**Your objective:**
From the measurement system lesson plan below, answer each question:
(a) How many lessons make up the unit?
(b) What do students create at the end of the unit?
(c) Whose mathematics curriculum was adapted when planning the lesson?

**Passage shown:**
▬▬▬▬▬▬

Measurement System Lesson Plan

         I think that this would be a good lesson to teach because I think that it would provide a deep understanding of the content for the students. This lesson was planned as part of a unit plan for EMTH 350. The unit consists of 7 lessons on measurement systems and conversions. At the end of the unit students create a floor plan design, which includes imperial and metric measurements. I designed the lesson with intentions of covering two indicators. The students will be able to recognize relationships amongst the units in both measurement systems. They will also be able to summarize and explain how units are represented/expressed in the SI system and the Imperial system. When planning the lesson, I adapted information provided in the Newfoundland and Labrador mathematics curriculum. Their documents are a great resource of ideas and information. They have detailed elaborations about strategies for learning and teaching as well as suggested assessment strategies for each outcome that I was able to use in this lesson. Overall, I would like to try teaching this lesson in my internship.

▬▬▬▬▬▬

**Data excerpts:**
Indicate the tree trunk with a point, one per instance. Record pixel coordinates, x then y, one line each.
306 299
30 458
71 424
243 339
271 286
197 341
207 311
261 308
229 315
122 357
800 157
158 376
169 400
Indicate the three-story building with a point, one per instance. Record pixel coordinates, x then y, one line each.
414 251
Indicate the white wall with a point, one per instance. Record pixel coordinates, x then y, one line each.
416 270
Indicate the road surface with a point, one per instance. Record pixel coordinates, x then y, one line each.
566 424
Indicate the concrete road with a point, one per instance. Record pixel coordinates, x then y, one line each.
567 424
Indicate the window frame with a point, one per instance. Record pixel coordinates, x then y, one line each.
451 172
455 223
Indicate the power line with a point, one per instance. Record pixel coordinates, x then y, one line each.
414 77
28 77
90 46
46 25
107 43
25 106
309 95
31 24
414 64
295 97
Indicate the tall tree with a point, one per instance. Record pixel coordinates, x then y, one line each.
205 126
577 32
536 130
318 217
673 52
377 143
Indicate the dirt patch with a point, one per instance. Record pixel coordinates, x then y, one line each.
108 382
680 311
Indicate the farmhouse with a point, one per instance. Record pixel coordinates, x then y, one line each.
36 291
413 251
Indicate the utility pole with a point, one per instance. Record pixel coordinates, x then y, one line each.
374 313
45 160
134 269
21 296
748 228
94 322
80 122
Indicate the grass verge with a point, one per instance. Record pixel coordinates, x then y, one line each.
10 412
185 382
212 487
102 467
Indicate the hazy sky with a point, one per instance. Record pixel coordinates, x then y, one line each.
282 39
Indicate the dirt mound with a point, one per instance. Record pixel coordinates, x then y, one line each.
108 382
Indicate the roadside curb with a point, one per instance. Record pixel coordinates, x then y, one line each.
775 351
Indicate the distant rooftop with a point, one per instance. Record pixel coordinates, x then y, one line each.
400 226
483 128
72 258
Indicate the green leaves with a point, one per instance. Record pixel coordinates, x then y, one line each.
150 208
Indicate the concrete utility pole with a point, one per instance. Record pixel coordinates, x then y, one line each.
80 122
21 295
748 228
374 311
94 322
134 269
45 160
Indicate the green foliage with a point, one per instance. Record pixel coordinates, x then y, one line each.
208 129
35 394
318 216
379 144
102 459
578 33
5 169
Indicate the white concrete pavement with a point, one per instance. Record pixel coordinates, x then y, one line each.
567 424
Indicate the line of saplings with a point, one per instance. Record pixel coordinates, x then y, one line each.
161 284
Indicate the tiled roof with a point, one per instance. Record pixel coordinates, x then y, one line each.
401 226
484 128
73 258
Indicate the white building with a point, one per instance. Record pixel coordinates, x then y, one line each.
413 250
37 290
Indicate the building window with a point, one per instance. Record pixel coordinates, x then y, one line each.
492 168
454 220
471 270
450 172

▬▬▬▬▬▬

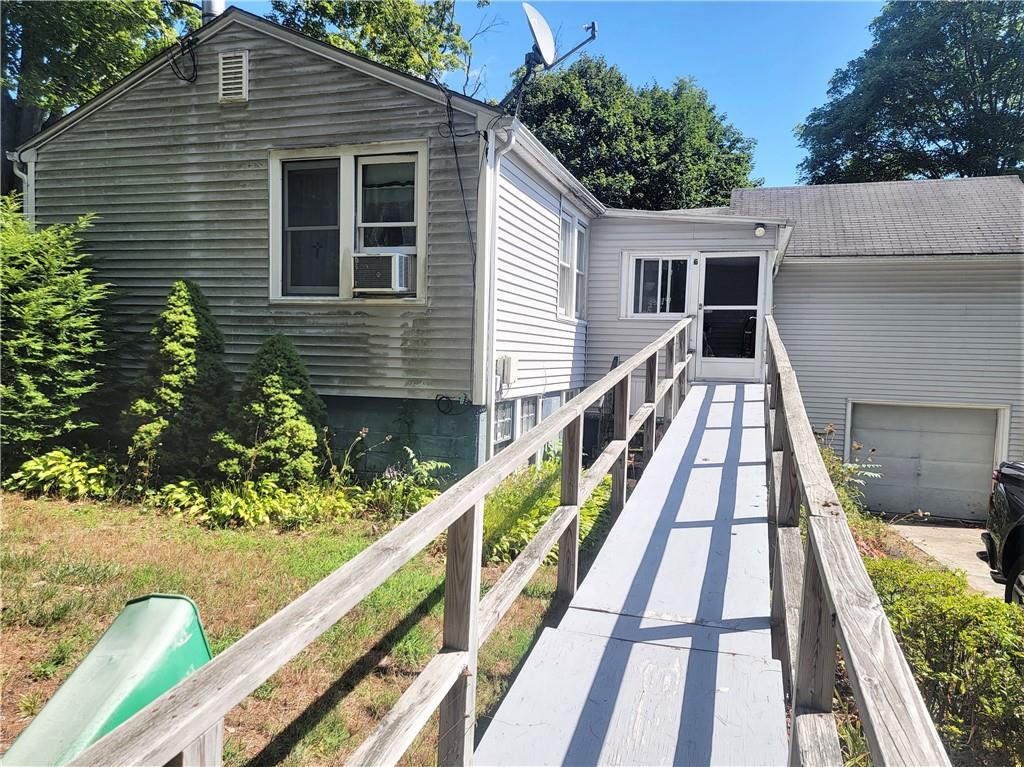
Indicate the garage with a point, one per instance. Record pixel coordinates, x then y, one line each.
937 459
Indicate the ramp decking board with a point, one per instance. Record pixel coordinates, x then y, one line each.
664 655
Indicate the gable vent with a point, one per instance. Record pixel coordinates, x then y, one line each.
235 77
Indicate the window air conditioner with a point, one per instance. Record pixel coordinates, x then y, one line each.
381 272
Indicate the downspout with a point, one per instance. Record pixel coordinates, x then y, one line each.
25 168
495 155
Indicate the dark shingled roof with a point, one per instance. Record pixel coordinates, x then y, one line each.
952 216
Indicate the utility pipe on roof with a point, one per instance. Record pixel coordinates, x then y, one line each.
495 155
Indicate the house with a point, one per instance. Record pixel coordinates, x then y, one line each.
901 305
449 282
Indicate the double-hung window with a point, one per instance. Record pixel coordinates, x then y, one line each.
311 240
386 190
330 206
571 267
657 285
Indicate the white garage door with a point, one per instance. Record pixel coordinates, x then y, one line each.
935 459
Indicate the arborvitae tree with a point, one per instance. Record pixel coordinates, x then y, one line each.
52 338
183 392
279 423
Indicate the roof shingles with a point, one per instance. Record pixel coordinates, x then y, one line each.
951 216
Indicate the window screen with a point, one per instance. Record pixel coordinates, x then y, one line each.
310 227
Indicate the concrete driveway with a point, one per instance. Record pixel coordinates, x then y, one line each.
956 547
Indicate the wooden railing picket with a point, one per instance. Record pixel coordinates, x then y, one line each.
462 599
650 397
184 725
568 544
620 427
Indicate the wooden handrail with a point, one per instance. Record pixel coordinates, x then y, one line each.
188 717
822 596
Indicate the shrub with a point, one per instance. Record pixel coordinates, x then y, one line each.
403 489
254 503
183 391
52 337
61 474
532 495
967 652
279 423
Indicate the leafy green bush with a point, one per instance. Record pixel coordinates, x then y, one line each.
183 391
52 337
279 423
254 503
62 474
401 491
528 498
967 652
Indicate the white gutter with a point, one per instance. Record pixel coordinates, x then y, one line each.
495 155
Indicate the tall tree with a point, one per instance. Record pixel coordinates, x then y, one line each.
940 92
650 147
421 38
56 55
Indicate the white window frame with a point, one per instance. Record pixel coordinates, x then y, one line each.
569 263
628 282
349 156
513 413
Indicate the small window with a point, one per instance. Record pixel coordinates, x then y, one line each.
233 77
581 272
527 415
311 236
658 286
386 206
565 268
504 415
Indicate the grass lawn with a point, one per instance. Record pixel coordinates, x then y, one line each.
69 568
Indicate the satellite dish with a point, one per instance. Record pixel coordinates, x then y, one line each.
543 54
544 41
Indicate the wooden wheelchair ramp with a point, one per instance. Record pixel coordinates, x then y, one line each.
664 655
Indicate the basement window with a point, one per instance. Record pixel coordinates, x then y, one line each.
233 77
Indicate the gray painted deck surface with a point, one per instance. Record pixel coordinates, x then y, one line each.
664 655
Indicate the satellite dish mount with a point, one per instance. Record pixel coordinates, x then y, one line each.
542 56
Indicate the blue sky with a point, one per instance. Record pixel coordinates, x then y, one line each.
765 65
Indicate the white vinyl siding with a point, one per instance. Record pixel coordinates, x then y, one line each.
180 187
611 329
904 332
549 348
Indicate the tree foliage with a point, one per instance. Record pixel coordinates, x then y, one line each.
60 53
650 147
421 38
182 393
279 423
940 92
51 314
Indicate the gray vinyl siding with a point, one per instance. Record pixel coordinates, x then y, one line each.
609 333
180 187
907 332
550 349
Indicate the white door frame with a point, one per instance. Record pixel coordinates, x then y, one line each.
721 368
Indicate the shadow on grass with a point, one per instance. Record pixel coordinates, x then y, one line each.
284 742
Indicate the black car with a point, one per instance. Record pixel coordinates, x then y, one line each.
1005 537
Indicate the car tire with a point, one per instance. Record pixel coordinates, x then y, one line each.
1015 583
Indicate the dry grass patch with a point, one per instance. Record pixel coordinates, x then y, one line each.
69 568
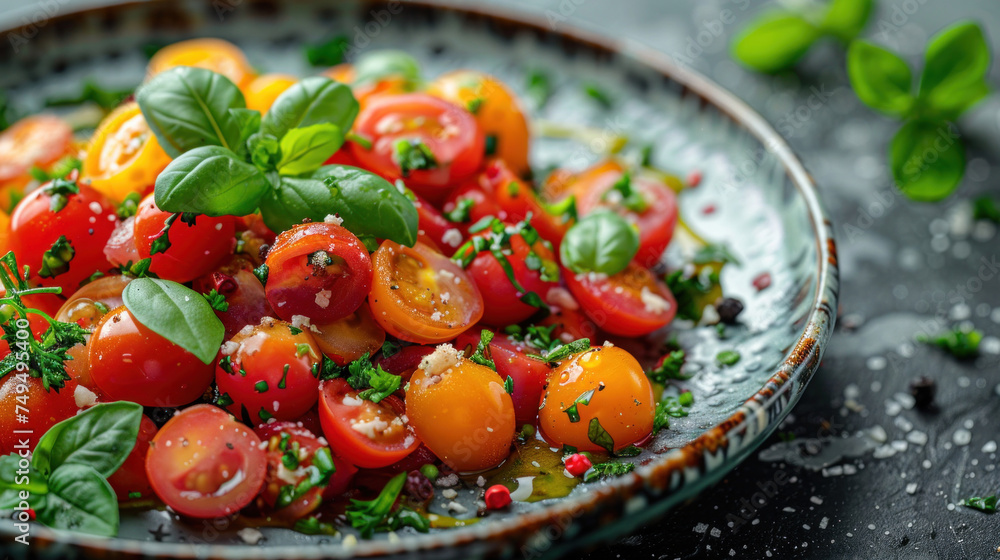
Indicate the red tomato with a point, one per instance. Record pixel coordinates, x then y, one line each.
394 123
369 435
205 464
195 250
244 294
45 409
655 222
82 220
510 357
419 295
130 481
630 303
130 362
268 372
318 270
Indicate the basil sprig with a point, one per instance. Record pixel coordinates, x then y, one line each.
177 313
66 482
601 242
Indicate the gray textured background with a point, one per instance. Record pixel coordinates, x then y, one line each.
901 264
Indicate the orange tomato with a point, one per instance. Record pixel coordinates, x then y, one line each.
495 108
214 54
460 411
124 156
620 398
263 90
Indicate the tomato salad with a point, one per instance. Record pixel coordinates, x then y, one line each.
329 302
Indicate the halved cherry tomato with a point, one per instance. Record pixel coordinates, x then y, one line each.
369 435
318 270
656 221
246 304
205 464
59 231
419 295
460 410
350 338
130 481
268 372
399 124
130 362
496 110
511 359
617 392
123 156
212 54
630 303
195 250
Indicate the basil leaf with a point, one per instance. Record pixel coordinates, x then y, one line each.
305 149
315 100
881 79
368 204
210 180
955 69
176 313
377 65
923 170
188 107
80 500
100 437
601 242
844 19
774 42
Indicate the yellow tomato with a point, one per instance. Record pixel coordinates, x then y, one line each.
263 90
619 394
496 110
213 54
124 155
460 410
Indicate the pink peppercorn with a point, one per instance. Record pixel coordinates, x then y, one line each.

▬▬▬▬▬▬

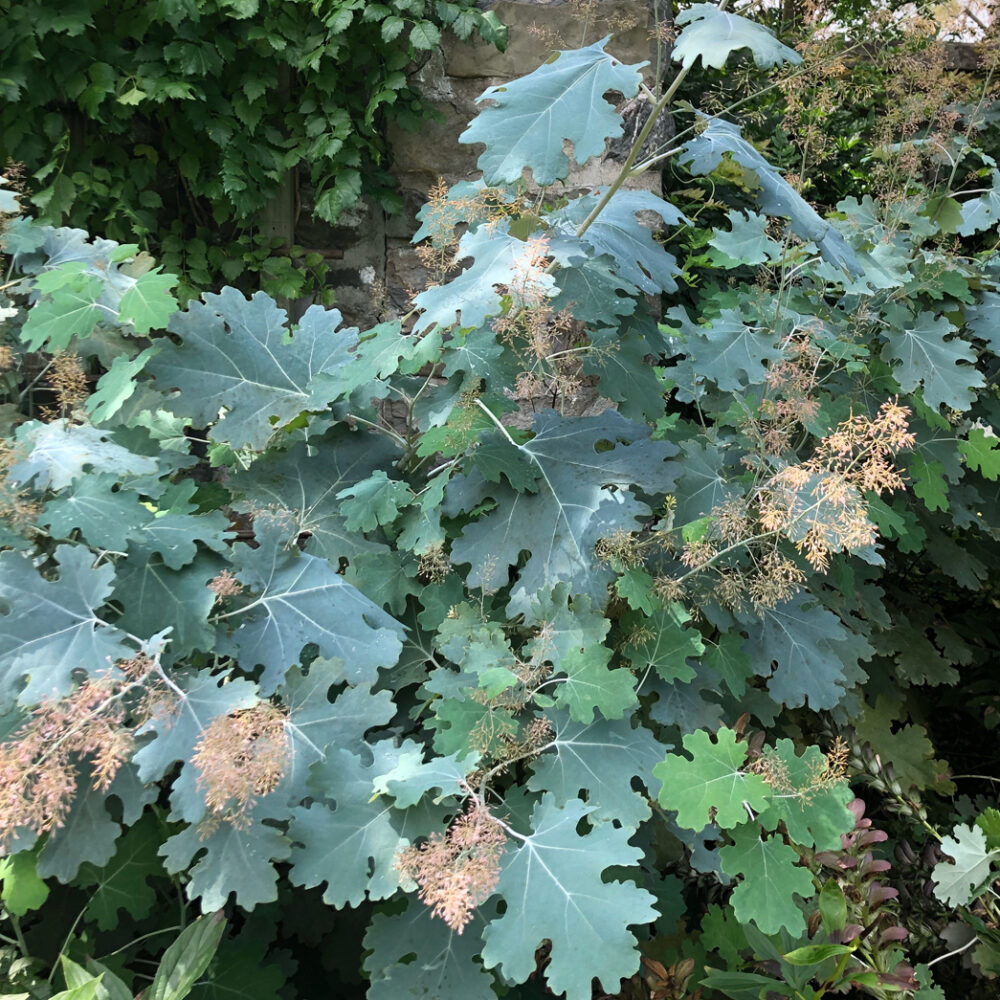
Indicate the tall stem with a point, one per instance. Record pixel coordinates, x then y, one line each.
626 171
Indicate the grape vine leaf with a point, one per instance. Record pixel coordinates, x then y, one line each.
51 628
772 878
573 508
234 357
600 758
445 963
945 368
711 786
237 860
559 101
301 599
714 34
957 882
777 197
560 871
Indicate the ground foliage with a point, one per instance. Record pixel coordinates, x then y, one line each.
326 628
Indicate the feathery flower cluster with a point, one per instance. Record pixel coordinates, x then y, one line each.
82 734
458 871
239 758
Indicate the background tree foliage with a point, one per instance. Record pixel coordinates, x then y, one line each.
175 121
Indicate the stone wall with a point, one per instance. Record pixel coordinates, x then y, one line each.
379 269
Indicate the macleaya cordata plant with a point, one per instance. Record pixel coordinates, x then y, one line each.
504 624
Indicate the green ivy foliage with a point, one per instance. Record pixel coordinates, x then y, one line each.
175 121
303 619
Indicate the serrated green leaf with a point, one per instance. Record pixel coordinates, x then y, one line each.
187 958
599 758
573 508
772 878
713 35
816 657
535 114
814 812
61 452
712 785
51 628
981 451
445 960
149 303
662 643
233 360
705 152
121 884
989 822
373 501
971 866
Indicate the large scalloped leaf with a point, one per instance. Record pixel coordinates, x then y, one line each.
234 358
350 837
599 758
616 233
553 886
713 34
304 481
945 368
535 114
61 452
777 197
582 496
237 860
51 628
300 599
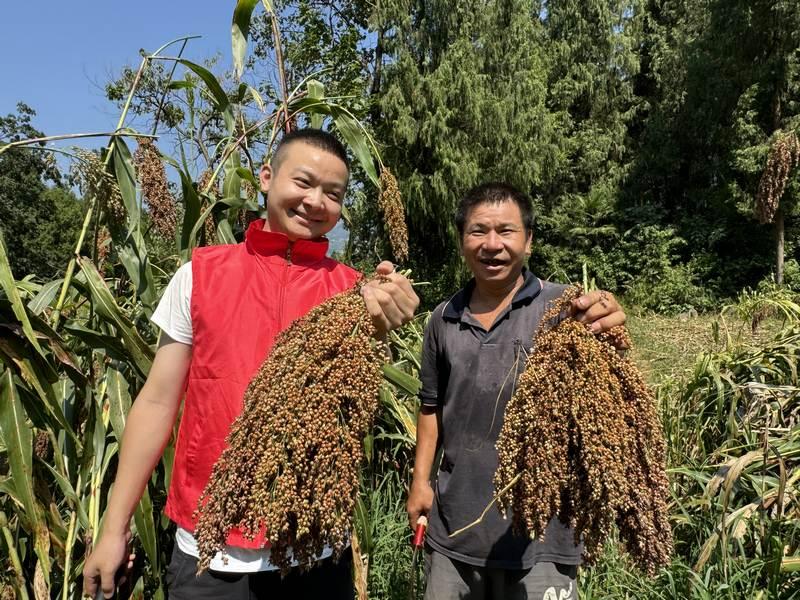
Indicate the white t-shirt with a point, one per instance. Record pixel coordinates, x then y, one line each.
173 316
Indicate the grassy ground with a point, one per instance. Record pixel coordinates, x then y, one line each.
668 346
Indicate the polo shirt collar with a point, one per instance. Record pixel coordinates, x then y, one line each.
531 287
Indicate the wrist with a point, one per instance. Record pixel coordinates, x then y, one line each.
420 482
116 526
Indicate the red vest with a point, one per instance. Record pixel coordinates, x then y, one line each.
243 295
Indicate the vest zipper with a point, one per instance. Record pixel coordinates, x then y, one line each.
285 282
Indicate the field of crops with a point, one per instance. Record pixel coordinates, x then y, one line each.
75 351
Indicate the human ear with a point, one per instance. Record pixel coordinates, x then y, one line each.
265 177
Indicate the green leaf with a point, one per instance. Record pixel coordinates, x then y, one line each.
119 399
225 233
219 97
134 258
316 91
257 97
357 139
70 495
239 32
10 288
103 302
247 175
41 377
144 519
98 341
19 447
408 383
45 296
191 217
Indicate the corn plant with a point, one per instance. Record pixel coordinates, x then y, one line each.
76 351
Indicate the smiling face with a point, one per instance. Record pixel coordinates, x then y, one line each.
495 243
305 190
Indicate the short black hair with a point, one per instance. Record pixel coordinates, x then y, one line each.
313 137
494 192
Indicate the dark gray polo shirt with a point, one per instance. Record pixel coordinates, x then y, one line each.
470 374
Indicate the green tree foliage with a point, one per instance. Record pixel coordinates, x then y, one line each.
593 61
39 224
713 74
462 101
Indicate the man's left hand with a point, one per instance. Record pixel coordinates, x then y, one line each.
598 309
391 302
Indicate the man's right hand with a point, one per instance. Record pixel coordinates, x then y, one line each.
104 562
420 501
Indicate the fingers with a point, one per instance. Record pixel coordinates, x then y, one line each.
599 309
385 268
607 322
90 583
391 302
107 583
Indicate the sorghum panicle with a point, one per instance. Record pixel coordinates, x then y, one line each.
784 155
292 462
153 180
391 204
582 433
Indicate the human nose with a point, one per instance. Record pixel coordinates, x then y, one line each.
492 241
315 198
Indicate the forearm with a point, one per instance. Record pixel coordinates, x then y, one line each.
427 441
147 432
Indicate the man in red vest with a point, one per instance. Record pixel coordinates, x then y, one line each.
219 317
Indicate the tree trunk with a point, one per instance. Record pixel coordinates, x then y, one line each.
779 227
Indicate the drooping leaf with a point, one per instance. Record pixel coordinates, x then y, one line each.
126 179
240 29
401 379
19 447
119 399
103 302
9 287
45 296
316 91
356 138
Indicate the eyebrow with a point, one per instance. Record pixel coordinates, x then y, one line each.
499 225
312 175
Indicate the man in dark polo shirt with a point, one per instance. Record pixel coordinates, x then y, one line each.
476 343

▬▬▬▬▬▬

**Task response:**
(a) Seven lessons.
(b) A floor plan design that includes imperial and metric measurements.
(c) Newfoundland and Labrador's.